Exercise requirements. Copy out each of the lines below character for character, keeping their order.
## BEGIN The data
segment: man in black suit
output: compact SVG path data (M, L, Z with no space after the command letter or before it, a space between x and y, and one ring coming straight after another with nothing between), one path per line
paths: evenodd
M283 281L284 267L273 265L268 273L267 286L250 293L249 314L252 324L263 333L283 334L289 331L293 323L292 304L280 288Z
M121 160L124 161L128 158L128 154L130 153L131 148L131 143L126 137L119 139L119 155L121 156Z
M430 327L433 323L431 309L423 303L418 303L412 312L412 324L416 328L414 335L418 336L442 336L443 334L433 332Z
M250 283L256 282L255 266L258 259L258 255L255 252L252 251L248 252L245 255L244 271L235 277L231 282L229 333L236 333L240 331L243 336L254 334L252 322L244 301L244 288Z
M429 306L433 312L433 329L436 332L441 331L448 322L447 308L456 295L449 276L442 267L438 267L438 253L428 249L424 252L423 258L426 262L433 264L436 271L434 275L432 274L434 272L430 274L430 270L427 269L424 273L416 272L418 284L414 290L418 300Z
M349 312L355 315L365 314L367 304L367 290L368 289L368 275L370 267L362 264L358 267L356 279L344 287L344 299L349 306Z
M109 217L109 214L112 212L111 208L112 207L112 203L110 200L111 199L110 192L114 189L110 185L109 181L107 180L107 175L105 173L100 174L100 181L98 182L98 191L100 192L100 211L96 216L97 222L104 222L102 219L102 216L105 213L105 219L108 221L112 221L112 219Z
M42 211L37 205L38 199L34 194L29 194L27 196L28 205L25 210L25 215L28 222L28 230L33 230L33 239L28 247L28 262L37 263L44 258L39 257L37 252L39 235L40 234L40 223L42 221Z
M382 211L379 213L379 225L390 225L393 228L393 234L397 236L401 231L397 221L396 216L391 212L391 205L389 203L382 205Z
## END The data
Task output.
segment: man in black suit
output: compact SVG path data (M, L, Z with no space after the command letter or before it, a space between x and y, and one ring coming straight after another with nothing between), one path per line
paths: evenodd
M283 281L284 267L273 265L268 273L267 286L250 293L249 314L252 324L263 333L283 334L289 331L293 323L292 304L280 288Z
M121 160L124 161L128 158L128 154L130 153L131 148L131 143L126 137L119 139L119 155L121 156Z
M430 327L433 323L431 309L423 303L418 303L412 312L412 324L416 328L414 335L418 336L442 336L443 334L433 332Z
M250 283L256 282L255 266L258 259L258 255L255 252L252 251L248 252L245 255L244 271L235 277L231 282L229 333L236 333L240 331L243 336L254 334L252 322L244 301L244 288Z
M429 306L433 312L433 329L436 332L441 331L448 322L447 308L456 295L449 276L442 267L438 267L438 253L428 249L424 252L423 258L426 262L433 264L436 271L434 275L432 274L434 272L430 274L430 270L427 269L424 273L416 272L418 284L414 290L418 300Z
M349 312L355 315L365 314L367 304L367 290L368 289L368 275L370 267L362 264L358 267L356 279L344 287L344 299L349 306Z
M109 217L109 214L112 212L111 208L112 207L112 203L110 200L111 199L110 192L114 189L110 185L109 181L107 180L107 175L105 173L100 174L100 181L98 182L98 191L100 192L100 211L96 216L97 222L104 222L102 219L102 216L105 213L105 219L108 221L112 221L112 219Z
M42 211L37 205L38 199L34 194L29 194L27 196L28 205L25 210L25 215L28 222L28 230L33 230L33 239L28 247L28 262L37 263L44 258L39 257L37 252L39 235L40 234L40 223L42 221Z
M382 211L379 213L379 225L390 225L393 228L393 234L397 236L401 231L397 221L396 216L391 212L391 205L389 203L382 205Z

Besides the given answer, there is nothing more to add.